* [Directions]: Reproduce the closing part of the entries exactly: the line with "Target: dog's snout" and all lines after it, ending with the last line, and nothing else.

========================================

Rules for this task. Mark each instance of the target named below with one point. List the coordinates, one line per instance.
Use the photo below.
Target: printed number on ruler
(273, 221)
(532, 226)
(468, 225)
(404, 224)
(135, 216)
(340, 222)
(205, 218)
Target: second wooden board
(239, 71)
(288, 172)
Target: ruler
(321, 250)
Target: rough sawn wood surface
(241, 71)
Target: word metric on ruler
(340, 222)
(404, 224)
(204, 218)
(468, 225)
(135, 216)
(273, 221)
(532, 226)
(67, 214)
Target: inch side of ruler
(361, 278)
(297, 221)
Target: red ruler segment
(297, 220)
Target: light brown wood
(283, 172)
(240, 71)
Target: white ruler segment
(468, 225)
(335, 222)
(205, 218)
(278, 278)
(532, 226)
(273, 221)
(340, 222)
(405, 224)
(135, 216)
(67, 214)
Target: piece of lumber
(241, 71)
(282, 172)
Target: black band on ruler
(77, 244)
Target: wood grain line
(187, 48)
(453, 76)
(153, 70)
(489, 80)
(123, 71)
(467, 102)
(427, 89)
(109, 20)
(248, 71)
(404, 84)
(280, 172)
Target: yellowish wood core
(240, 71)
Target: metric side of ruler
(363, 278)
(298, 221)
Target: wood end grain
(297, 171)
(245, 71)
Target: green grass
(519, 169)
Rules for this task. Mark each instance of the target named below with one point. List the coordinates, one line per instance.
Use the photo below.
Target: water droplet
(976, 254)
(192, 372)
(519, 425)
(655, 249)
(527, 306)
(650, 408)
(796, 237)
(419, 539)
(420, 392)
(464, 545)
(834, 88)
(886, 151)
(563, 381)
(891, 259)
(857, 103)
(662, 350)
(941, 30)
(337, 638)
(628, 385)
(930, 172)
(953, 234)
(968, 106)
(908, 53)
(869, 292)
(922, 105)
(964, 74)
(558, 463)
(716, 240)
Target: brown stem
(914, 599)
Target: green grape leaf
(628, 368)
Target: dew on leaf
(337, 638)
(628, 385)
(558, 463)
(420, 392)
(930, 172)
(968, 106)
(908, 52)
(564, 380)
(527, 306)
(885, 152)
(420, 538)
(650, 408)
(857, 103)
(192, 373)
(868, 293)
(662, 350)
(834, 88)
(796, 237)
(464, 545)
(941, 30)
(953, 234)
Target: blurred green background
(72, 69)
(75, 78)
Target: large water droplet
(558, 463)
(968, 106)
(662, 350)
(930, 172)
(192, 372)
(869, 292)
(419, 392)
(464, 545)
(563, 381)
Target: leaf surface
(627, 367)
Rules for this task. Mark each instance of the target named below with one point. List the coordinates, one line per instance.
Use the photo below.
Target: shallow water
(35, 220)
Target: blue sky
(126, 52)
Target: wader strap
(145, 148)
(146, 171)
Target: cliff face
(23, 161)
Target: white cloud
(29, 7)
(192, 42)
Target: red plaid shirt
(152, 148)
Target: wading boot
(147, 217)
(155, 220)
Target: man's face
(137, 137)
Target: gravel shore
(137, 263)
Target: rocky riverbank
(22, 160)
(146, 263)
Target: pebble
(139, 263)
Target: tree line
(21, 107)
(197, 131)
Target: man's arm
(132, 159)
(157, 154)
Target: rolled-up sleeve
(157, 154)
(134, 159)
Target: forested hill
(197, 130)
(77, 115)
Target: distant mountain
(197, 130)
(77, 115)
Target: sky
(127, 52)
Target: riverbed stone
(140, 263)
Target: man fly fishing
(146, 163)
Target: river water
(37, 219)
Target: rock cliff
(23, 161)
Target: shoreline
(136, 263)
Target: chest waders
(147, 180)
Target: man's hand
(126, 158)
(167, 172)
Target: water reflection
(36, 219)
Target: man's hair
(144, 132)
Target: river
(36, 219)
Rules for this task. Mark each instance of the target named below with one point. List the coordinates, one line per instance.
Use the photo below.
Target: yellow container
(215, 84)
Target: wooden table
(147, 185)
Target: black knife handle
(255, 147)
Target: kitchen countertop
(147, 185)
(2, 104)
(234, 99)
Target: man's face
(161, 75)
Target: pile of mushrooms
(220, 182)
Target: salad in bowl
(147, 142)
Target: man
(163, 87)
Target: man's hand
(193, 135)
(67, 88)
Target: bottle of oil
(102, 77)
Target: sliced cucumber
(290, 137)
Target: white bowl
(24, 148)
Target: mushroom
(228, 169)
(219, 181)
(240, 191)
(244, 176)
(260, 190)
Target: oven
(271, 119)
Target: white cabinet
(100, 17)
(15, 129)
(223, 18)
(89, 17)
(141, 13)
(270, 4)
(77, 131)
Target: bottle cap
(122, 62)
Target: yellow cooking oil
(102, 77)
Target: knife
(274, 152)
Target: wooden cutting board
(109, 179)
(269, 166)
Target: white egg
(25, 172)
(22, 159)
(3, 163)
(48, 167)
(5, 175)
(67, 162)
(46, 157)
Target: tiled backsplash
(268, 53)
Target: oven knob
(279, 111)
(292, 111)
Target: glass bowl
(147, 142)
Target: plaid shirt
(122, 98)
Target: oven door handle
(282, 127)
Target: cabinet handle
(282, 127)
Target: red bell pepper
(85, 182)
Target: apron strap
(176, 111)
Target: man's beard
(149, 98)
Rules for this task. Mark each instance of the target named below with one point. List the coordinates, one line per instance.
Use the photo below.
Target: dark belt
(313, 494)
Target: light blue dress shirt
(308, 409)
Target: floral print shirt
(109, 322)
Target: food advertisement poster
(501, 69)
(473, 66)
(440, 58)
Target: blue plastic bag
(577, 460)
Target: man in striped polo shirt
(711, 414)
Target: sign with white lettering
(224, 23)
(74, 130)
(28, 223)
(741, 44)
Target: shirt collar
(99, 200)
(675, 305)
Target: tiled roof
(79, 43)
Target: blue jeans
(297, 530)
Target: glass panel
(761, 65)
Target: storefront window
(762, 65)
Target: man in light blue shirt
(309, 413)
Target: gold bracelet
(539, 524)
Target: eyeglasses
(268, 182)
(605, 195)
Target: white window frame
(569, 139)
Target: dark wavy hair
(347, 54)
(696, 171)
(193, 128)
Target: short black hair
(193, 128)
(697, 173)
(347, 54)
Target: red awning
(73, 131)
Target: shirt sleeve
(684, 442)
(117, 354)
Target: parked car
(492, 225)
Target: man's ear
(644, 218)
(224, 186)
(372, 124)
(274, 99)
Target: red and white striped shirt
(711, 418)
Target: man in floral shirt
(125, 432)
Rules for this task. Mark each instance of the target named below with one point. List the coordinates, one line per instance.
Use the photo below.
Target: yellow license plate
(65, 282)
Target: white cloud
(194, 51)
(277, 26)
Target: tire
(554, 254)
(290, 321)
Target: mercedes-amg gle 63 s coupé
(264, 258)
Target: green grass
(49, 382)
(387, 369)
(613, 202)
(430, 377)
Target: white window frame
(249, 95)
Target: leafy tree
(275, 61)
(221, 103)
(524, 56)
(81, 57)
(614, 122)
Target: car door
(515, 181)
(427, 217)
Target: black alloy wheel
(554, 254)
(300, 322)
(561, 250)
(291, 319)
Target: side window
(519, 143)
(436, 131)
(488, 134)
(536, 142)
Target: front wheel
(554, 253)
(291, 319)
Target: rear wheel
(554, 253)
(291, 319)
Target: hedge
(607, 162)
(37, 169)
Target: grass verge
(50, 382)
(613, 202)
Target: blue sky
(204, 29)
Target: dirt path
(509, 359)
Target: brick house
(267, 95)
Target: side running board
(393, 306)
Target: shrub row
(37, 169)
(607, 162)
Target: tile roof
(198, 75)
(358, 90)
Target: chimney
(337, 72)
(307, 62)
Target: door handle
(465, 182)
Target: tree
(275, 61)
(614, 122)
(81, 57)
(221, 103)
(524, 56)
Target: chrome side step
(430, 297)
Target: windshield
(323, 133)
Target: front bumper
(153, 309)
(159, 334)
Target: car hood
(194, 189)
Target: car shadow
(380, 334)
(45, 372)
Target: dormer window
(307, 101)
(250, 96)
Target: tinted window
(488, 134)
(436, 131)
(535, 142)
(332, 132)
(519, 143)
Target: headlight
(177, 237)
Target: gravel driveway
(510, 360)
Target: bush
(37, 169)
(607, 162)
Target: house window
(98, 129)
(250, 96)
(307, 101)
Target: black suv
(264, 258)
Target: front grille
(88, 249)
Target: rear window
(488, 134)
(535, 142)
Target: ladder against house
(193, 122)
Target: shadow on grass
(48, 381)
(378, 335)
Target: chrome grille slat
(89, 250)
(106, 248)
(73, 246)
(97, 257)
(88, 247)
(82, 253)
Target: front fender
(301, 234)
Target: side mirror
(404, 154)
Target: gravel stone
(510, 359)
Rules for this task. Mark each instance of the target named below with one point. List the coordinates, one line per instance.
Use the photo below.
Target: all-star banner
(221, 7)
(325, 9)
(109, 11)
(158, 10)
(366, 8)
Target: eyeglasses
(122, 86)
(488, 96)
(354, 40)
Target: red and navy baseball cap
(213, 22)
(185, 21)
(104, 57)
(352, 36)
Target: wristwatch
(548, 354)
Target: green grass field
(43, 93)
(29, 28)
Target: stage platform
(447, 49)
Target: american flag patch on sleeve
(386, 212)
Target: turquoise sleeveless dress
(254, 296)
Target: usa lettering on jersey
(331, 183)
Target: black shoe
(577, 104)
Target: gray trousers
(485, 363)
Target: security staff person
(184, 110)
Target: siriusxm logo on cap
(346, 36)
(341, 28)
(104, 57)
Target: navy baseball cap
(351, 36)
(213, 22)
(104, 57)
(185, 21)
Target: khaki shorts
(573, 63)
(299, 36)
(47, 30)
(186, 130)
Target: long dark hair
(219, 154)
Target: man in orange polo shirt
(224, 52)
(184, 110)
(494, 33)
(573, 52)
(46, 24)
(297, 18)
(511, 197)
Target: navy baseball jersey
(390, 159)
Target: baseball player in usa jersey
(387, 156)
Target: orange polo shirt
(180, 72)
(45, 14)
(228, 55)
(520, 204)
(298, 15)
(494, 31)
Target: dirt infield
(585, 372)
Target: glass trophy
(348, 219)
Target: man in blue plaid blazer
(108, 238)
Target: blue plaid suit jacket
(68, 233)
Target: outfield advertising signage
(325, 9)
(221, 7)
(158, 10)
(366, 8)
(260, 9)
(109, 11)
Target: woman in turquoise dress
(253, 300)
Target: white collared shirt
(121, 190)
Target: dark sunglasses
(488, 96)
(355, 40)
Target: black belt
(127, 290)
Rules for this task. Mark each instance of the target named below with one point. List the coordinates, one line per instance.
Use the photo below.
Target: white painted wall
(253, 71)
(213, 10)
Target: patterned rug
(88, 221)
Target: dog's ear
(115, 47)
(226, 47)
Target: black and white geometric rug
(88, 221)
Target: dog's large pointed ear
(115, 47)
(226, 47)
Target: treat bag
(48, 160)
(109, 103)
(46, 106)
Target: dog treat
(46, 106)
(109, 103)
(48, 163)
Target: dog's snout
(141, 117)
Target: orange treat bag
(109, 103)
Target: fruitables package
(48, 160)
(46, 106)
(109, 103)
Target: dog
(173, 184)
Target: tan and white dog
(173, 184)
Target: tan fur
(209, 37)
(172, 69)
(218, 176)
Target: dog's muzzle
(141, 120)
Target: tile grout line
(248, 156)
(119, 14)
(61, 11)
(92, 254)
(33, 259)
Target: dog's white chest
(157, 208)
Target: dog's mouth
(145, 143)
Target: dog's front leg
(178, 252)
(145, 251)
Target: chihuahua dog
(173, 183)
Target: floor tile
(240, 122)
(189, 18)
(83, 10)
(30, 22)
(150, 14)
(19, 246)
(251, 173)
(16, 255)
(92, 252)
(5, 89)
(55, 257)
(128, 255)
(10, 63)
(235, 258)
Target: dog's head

========================================

* [Expected output]:
Target: dog's snout
(141, 117)
Target: orange treat bag
(109, 103)
Target: fruitables package
(48, 160)
(46, 106)
(109, 103)
Target: dog
(173, 184)
Target: tan and white dog
(173, 184)
Target: tan fur
(209, 37)
(172, 69)
(218, 176)
Target: dog's muzzle
(141, 120)
Target: tile grout line
(248, 156)
(119, 14)
(61, 11)
(92, 254)
(33, 259)
Target: dog's white chest
(157, 208)
Target: dog's mouth
(145, 143)
Target: dog's front leg
(178, 252)
(145, 251)
Target: chihuahua dog
(173, 183)
Target: floor tile
(240, 122)
(189, 18)
(83, 10)
(30, 22)
(150, 14)
(19, 246)
(251, 173)
(16, 255)
(92, 252)
(5, 89)
(55, 257)
(128, 255)
(10, 63)
(235, 258)
Target: dog's head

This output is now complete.